[Point labeling dataset excerpts]
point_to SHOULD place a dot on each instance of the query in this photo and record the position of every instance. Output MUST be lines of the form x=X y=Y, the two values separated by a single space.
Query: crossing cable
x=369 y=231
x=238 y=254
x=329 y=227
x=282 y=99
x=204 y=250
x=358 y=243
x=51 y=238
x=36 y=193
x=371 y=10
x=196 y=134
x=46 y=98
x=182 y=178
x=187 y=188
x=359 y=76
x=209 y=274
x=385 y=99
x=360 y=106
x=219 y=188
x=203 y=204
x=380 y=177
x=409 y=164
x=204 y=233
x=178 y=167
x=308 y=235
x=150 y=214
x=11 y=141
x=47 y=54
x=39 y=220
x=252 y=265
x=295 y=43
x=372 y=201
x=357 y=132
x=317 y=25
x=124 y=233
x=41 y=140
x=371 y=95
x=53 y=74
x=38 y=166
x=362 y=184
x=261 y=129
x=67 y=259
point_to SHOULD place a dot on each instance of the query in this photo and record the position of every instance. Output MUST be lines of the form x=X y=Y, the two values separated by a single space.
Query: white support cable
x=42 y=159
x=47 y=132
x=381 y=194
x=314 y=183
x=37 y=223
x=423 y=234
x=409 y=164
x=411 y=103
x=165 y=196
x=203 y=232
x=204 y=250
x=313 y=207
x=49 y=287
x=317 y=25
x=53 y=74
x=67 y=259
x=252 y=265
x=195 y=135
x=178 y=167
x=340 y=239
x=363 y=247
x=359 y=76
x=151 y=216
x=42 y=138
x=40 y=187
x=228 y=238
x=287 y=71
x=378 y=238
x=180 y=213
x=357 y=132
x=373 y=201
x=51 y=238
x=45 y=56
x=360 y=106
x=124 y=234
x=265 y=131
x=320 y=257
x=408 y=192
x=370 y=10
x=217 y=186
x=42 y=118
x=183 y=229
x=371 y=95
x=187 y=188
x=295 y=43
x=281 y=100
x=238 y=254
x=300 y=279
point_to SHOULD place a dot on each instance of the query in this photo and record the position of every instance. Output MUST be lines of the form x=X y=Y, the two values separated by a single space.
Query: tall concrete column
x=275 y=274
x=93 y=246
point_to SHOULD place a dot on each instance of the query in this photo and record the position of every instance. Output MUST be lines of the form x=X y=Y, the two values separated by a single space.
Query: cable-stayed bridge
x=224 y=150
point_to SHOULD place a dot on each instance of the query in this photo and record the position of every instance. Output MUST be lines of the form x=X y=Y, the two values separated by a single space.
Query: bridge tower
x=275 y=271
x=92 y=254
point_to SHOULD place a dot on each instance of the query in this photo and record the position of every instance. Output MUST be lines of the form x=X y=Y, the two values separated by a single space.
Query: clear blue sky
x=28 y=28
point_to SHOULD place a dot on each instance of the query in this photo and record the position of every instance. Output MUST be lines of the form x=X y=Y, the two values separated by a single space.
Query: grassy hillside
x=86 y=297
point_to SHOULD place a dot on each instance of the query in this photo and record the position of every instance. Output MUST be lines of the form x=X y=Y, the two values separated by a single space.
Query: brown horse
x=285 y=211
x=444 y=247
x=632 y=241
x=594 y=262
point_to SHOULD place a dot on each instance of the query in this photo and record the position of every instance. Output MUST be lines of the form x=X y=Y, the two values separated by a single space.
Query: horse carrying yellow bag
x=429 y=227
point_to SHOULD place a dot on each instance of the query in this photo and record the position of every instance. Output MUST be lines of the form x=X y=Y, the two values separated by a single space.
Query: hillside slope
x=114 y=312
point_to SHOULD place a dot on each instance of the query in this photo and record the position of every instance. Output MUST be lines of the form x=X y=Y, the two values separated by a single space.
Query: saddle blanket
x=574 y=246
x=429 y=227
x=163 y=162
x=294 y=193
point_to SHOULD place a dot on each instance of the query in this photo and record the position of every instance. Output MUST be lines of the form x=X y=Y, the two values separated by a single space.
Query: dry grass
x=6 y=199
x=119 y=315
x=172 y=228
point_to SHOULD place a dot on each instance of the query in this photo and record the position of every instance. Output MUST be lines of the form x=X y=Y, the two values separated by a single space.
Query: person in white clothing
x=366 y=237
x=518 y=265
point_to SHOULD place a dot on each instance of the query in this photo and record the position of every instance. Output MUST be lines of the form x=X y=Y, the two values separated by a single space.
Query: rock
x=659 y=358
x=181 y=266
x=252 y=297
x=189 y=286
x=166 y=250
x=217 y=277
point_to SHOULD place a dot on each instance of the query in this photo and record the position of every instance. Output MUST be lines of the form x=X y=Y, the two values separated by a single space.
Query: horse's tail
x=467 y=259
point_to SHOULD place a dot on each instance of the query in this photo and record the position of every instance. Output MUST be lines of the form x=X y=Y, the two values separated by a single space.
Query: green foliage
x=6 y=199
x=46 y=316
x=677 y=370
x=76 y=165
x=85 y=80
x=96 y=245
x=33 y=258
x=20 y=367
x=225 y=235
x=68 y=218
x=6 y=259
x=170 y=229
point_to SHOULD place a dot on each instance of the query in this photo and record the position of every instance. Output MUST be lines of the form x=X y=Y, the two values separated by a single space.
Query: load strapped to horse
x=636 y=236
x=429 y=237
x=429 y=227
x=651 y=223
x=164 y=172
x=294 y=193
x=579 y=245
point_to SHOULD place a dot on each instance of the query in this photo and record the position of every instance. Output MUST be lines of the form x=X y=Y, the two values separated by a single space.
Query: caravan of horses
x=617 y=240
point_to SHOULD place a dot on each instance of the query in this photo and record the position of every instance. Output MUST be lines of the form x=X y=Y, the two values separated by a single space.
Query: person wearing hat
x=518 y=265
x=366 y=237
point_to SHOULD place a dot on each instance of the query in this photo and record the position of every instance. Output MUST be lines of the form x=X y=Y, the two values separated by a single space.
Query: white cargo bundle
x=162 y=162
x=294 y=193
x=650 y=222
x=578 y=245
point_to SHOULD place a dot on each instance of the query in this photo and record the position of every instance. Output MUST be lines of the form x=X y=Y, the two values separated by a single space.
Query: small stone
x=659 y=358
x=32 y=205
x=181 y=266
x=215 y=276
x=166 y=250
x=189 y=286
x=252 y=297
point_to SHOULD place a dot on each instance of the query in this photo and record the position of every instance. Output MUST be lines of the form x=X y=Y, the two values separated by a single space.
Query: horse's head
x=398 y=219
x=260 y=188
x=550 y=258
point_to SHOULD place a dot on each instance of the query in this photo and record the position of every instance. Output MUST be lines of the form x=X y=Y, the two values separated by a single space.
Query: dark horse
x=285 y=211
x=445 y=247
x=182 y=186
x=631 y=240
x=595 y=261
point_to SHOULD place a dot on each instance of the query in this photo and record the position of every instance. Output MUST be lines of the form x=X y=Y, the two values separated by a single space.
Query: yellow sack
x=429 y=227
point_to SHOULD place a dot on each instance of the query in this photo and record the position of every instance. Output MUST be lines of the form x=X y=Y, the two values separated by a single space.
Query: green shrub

Problem statement —
All of the entries must be quoted exactly; please include each one.

Correct result —
point_to SHOULD place a dot on each instance of the query in this photo and record the position of every instance. Output MUST be lines of the form x=X y=Y, the two values separated by a single space.
Query: crossing cable
x=369 y=231
x=238 y=254
x=329 y=227
x=282 y=99
x=204 y=250
x=358 y=243
x=51 y=238
x=36 y=193
x=371 y=10
x=196 y=134
x=46 y=98
x=182 y=178
x=187 y=188
x=359 y=76
x=209 y=274
x=385 y=99
x=360 y=106
x=219 y=188
x=203 y=204
x=380 y=177
x=409 y=164
x=204 y=233
x=178 y=167
x=308 y=235
x=150 y=214
x=11 y=141
x=47 y=54
x=39 y=220
x=252 y=265
x=295 y=43
x=372 y=201
x=357 y=132
x=317 y=25
x=124 y=233
x=41 y=140
x=371 y=95
x=53 y=74
x=38 y=166
x=362 y=184
x=261 y=129
x=67 y=259
point_to SHOULD place a dot on each instance of the query in this photo and record the position of every instance. Output MUST be lines of the form x=X y=Y, the two values separated by a single space.
Query: white support cable
x=42 y=159
x=47 y=132
x=381 y=194
x=314 y=183
x=37 y=223
x=423 y=234
x=409 y=164
x=411 y=103
x=165 y=196
x=203 y=232
x=204 y=250
x=313 y=207
x=49 y=287
x=317 y=25
x=53 y=74
x=67 y=259
x=252 y=265
x=195 y=135
x=178 y=167
x=340 y=239
x=363 y=247
x=359 y=76
x=151 y=216
x=42 y=138
x=40 y=187
x=228 y=238
x=287 y=71
x=378 y=238
x=180 y=213
x=357 y=132
x=373 y=201
x=51 y=238
x=45 y=56
x=360 y=106
x=124 y=234
x=265 y=131
x=320 y=257
x=408 y=192
x=370 y=10
x=217 y=186
x=42 y=118
x=183 y=229
x=371 y=95
x=187 y=188
x=295 y=43
x=281 y=100
x=238 y=254
x=300 y=279
point_to SHOULD place a dot on each instance of the query in this photo and record the position of every instance. Output MUST be lines of the form x=X y=Y, the two values separated by a single space.
Query: tall concrete column
x=275 y=274
x=93 y=246
point_to SHOULD place a dot on each instance of the query in this photo and record the position of every instance. Output MUST be lines of the form x=X y=Y, the two values separated by a single space.
Query: cable-stayed bridge
x=224 y=150
point_to SHOULD place a dot on each instance of the query in this photo and record the position of every instance. Output MUST be lines of the form x=X y=Y, the two values separated by a single space.
Query: bridge tower
x=275 y=271
x=92 y=254
point_to SHOULD place a dot on each instance of the query in this photo and record the position of every instance. Output MUST be lines of the form x=X y=Y, the two values separated by a single space.
Query: clear blue sky
x=28 y=28
point_to SHOULD place a dot on each instance of the query in this photo and record the position of every instance. Output MUST be lines of the form x=X y=Y, the two values separated by a single space.
Query: grassy hillside
x=86 y=297
point_to SHOULD place a dot on each instance of the query in this photo and record the position of every instance. Output MUST be lines of the form x=X y=Y, the two values separated by a single space.
Query: brown horse
x=285 y=211
x=444 y=247
x=632 y=241
x=594 y=262
point_to SHOULD place a dot on each instance of the query in this photo and record the position of every instance. Output MUST be lines of the form x=X y=Y, the two values separated by a single space.
Query: horse carrying yellow bag
x=429 y=227
point_to SHOULD place a dot on each instance of the query in this photo and record the position of every instance. Output MUST be lines of the form x=X y=Y, the two values separated by a single space.
Query: hillside slope
x=114 y=312
point_to SHOULD place a dot on each instance of the query in this photo and record the position of every instance. Output MUST be lines of the form x=X y=Y, the two values separated by a single space.
Query: saddle blanket
x=574 y=246
x=429 y=227
x=163 y=162
x=294 y=193
point_to SHOULD place a dot on each instance of the query in this photo and record the position of every instance. Output MUST be lines of the form x=X y=Y, the two values separated by a single space.
Query: dry grass
x=6 y=199
x=119 y=315
x=172 y=228
point_to SHOULD place a dot on each instance of the query in this photo and record the position of every instance. Output MUST be lines of the form x=X y=Y, the two values separated by a single space.
Query: person in white clothing
x=366 y=237
x=518 y=265
point_to SHOULD place a dot on each instance of the query in this photo and record the position of every instance. Output MUST be lines of the form x=X y=Y, the two values separated by a single space.
Query: rock
x=659 y=358
x=181 y=266
x=252 y=297
x=189 y=286
x=166 y=250
x=217 y=277
point_to SHOULD place a dot on each instance of the query in this photo and record the position of every instance. Output MUST be lines of the form x=X y=Y, the two values separated by a single space.
Query: horse's tail
x=467 y=259
point_to SHOULD place a dot on each instance of the query in this photo and record the position of every instance. Output MUST be lines of the form x=X y=Y, the two values separated by a single space.
Query: green foliage
x=6 y=199
x=46 y=316
x=677 y=370
x=76 y=165
x=85 y=80
x=96 y=245
x=33 y=258
x=20 y=367
x=225 y=235
x=68 y=218
x=6 y=259
x=170 y=229
point_to SHOULD place a dot on each instance of the query in this photo and record the position of every instance. Output MUST be lines of the form x=X y=Y, the two values separated by a single space.
Query: load strapped to horse
x=636 y=236
x=429 y=237
x=429 y=227
x=651 y=223
x=164 y=172
x=294 y=193
x=579 y=245
point_to SHOULD place a dot on each instance of the query in this photo and record the position of every instance. Output MUST be lines of the form x=X y=Y, the two values separated by a single space.
Query: caravan of horses
x=617 y=240
point_to SHOULD place a dot on each instance of the query in this photo and record the position of every instance. Output MUST be lines of the form x=X y=Y, the two values separated by a single space.
Query: person wearing hat
x=518 y=265
x=366 y=237
point_to SHOULD place a dot on each instance of the query in this photo and record the position of every instance. Output MUST be lines of the form x=X y=Y, the two values separated by a single space.
Query: white cargo bundle
x=162 y=162
x=294 y=193
x=650 y=222
x=578 y=245
point_to SHOULD place a dot on each instance of the query in this photo and record the position of every instance. Output MUST be lines of the form x=X y=Y, the two values separated by a single space.
Query: small stone
x=659 y=358
x=32 y=205
x=181 y=266
x=215 y=276
x=166 y=250
x=189 y=286
x=252 y=297
point_to SHOULD place a dot on each instance of the query in this photo and record the position of every instance. Output MUST be lines of the form x=X y=Y, the two values separated by a single space.
Query: horse's head
x=398 y=219
x=260 y=188
x=550 y=258
point_to SHOULD place a dot on each instance of the query in this photo and record the position of every instance. Output MUST be lines of the form x=X y=Y, the two values separated by a single space.
Query: dark horse
x=285 y=211
x=445 y=247
x=182 y=186
x=631 y=240
x=595 y=261
point_to SHOULD place a dot on each instance of the query in this photo and record the position of every instance. Output MUST be lines of the form x=X y=Y, the two values separated by a single space.
Query: yellow sack
x=429 y=227
point_to SHOULD place a dot on each instance of the query in this photo and record the position of every instance. Output MUST be lines of the form x=X y=Y, the two values separated by a single space.
Query: green shrub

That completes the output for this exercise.